**Written problem:** Rewrite the rows below, swapping "one dot per instance" for "a single dot for each instance" wherever it occurs and leaving everything else as it is.

──────── Dataset records

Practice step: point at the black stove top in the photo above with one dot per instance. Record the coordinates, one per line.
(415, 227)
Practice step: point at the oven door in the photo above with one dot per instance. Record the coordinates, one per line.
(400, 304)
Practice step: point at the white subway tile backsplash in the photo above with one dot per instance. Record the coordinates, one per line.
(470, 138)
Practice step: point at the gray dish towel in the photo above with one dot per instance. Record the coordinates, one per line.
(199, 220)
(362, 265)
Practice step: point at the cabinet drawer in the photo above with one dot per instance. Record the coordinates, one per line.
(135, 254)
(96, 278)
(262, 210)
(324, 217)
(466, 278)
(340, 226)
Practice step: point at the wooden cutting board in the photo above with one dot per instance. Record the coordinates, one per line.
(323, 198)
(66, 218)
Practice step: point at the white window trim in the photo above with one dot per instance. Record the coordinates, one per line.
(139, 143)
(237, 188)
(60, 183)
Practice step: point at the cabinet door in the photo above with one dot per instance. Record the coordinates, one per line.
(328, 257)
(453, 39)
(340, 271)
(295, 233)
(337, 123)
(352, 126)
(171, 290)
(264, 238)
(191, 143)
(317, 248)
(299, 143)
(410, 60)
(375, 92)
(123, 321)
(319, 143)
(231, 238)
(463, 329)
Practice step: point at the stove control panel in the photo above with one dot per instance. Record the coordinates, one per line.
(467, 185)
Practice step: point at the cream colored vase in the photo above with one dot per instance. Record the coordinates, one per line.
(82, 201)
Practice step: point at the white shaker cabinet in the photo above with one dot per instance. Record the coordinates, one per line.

────────────────

**Answer:**
Practice step: point at the black stove top in the photo above with a single dot for each instance. Record the coordinates, one per line.
(415, 227)
Practice step: point at the oven door in the photo above with a single dot for each instance. Record the coordinates, one per line.
(400, 304)
Practice step: point at the white subway tile backsplash in the photo above with a single dot for each instance. Record the coordinates, one per line.
(470, 138)
Practice step: point at the gray dish towel in the photo above with a single dot for each instance. Record the coordinates, one per line.
(199, 220)
(362, 265)
Practice step: point at the cabinet drawer in the photo above with a single dot for each instance. Record the coordinates, one per line.
(135, 254)
(96, 278)
(262, 210)
(324, 217)
(466, 278)
(340, 226)
Practice step: point at the wooden cutting board in the photo above with a single dot for each instance. Record the coordinates, one per line.
(323, 198)
(66, 218)
Practice step: point at the white window trim in the photo above with a single dot for each instance. Record the coordinates, one per line.
(139, 143)
(237, 188)
(60, 183)
Practice step: point at the cabinet door in the photo above with a single dot for each instance. Record the coordinates, one per line.
(328, 257)
(453, 39)
(340, 271)
(295, 233)
(337, 123)
(352, 126)
(171, 290)
(264, 238)
(191, 143)
(317, 248)
(299, 143)
(410, 60)
(375, 92)
(123, 321)
(319, 143)
(231, 238)
(463, 329)
Practice step: point at the stove control panel in the photo above with a single dot for each instance. Record the coordinates, one per line.
(467, 185)
Practice step: point at the cream colored vase in the photo above with a single dot for each instance. Record the coordinates, one per line.
(82, 201)
Practice step: point at the white shaker cabinet in the photo above with a single dot for each instance. Record the coordinates, one per line.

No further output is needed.